取り組む課題:
1/ 横森正樹さんの講演についての本文から、「二十日午後に文協小講堂で開催」を含む語句で始まり「9・3313)で予約受付中。」で終わる部分を、一字も変えずに書き写してください。
2/ 横森正樹さんの講演についての本文によると、横森さんが専業農家になったのは何年ですか。

本文:
::::::::::
11月26日(水)
二十日午後に文協小講堂で開催された横森正樹さんの講演内容をもとに、著書『夢の百姓「正しい野菜づくり」で大儲けした男』(白日社、二〇〇二年)を参考にしながら、「農業は儲かる! そして将来性がある!」と言い切るその哲学と理論、〃正しい農業〃にかける熱い思いなどを概観してみた。
【横森正樹(よこもり・まさき)】一九四〇年長野県生まれ。一九六三年から一九六五年までアメリカで農業研修。六七年に結婚。電気部品家内制工業をはじめるが、農業への思いやみがたく、七五年に専業農家に。八五年前後に炭と木酢に出会う。国内外の研修生を多数受け入れ、新規就農者育成に力を入れる。現在、長野県国際農友会幹事、㈱信州がんこ村代表取締役など多数の役職を務める。著書『夢の百姓「正しい野菜づくり」で大儲けした男』(白日社、〇二年)。同書は高野書店(11・3209・3313)で予約受付中。
::::::::::
提供資料:
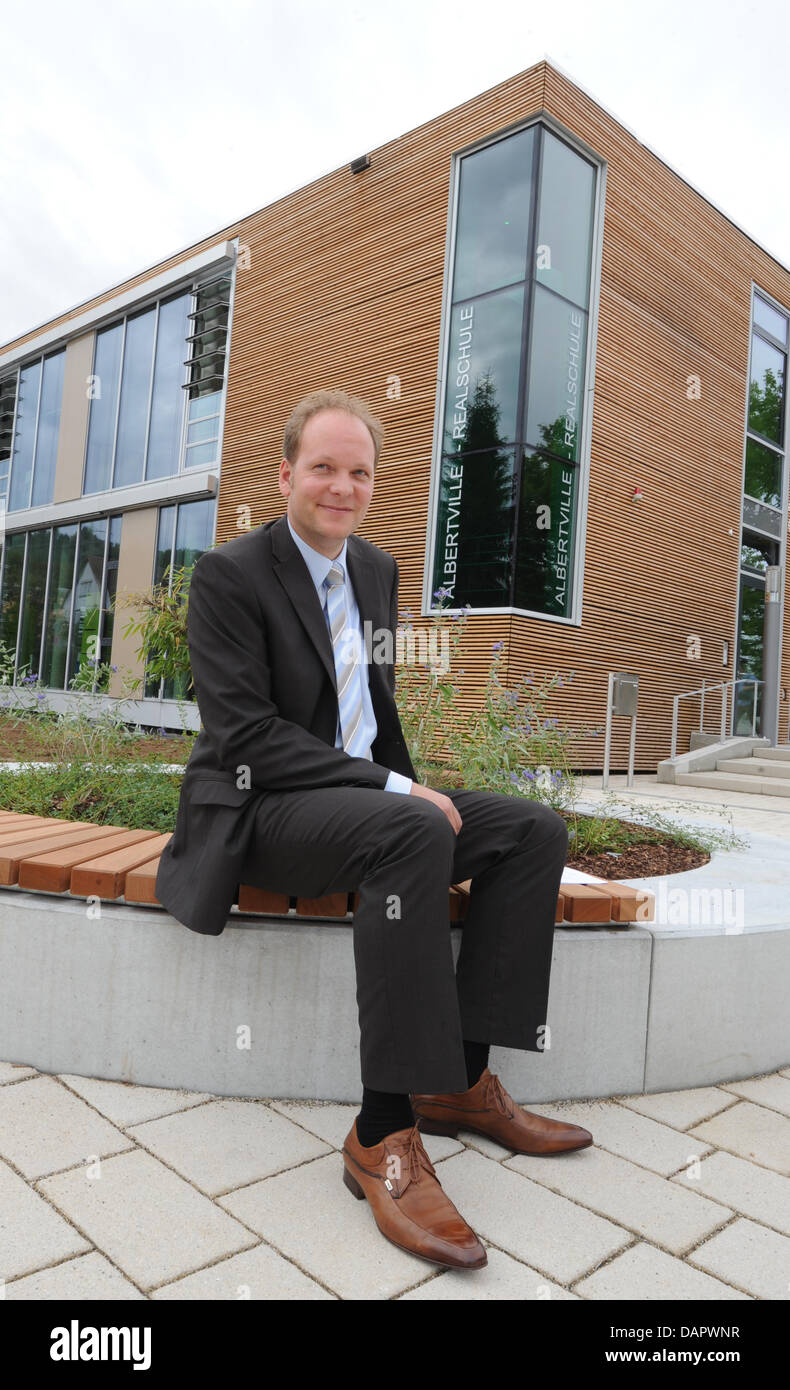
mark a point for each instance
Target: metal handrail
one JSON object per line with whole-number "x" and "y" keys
{"x": 703, "y": 691}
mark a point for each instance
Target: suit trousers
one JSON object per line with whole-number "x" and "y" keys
{"x": 401, "y": 854}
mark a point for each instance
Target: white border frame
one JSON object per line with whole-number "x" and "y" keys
{"x": 783, "y": 309}
{"x": 584, "y": 446}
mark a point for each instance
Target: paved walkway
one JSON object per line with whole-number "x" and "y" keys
{"x": 117, "y": 1191}
{"x": 114, "y": 1191}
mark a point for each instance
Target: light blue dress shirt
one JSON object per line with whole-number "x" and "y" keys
{"x": 319, "y": 566}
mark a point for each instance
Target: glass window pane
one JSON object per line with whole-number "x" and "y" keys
{"x": 86, "y": 598}
{"x": 163, "y": 558}
{"x": 555, "y": 389}
{"x": 59, "y": 606}
{"x": 194, "y": 535}
{"x": 476, "y": 523}
{"x": 11, "y": 590}
{"x": 483, "y": 373}
{"x": 769, "y": 317}
{"x": 110, "y": 587}
{"x": 135, "y": 387}
{"x": 34, "y": 601}
{"x": 25, "y": 437}
{"x": 547, "y": 531}
{"x": 750, "y": 656}
{"x": 200, "y": 453}
{"x": 767, "y": 389}
{"x": 167, "y": 405}
{"x": 758, "y": 552}
{"x": 103, "y": 406}
{"x": 494, "y": 216}
{"x": 205, "y": 403}
{"x": 203, "y": 430}
{"x": 49, "y": 428}
{"x": 565, "y": 221}
{"x": 195, "y": 531}
{"x": 762, "y": 473}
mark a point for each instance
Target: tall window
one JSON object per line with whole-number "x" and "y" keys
{"x": 762, "y": 503}
{"x": 35, "y": 430}
{"x": 7, "y": 412}
{"x": 56, "y": 591}
{"x": 184, "y": 533}
{"x": 136, "y": 406}
{"x": 157, "y": 388}
{"x": 516, "y": 348}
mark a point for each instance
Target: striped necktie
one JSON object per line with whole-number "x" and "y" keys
{"x": 349, "y": 695}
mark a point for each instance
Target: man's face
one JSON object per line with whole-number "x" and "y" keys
{"x": 330, "y": 484}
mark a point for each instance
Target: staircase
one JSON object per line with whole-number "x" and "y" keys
{"x": 767, "y": 773}
{"x": 742, "y": 763}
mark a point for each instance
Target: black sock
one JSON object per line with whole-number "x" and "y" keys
{"x": 476, "y": 1057}
{"x": 381, "y": 1114}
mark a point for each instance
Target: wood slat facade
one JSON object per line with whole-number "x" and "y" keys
{"x": 340, "y": 284}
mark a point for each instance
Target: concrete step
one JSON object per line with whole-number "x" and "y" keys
{"x": 732, "y": 781}
{"x": 755, "y": 766}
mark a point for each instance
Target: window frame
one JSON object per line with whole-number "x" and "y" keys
{"x": 584, "y": 442}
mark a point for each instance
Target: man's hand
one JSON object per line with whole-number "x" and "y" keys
{"x": 441, "y": 801}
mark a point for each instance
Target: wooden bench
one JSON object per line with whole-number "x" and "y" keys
{"x": 47, "y": 854}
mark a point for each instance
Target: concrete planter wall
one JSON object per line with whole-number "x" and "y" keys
{"x": 135, "y": 995}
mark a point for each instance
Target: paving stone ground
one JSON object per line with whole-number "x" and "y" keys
{"x": 111, "y": 1190}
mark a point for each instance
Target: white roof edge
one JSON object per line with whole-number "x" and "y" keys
{"x": 226, "y": 227}
{"x": 109, "y": 307}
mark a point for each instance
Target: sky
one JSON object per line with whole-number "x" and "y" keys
{"x": 130, "y": 131}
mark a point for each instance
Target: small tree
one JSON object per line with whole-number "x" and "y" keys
{"x": 163, "y": 627}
::::::::::
解答結果:
1/
二十日午後に文協小講堂で開催された横森正樹さんの講演内容をもとに、著書『夢の百姓「正しい野菜づくり」で大儲けした男』(白日社、二〇〇二年)を参考にしながら、「農業は儲かる! そして将来性がある!」と言い切るその哲学と理論、〃正しい農業〃にかける熱い思いなどを概観してみた。
【横森正樹(よこもり・まさき)】一九四〇年長野県生まれ。一九六三年から一九六五年までアメリカで農業研修。六七年に結婚。電気部品家内制工業をはじめるが、農業への思いやみがたく、七五年に専業農家に。八五年前後に炭と木酢に出会う。国内外の研修生を多数受け入れ、新規就農者育成に力を入れる。現在、長野県国際農友会幹事、㈱信州がんこ村代表取締役など多数の役職を務める。著書『夢の百姓「正しい野菜づくり」で大儲けした男』(白日社、〇二年)。同書は高野書店(11・3209・3313)で予約受付中。

2/ 一九七五年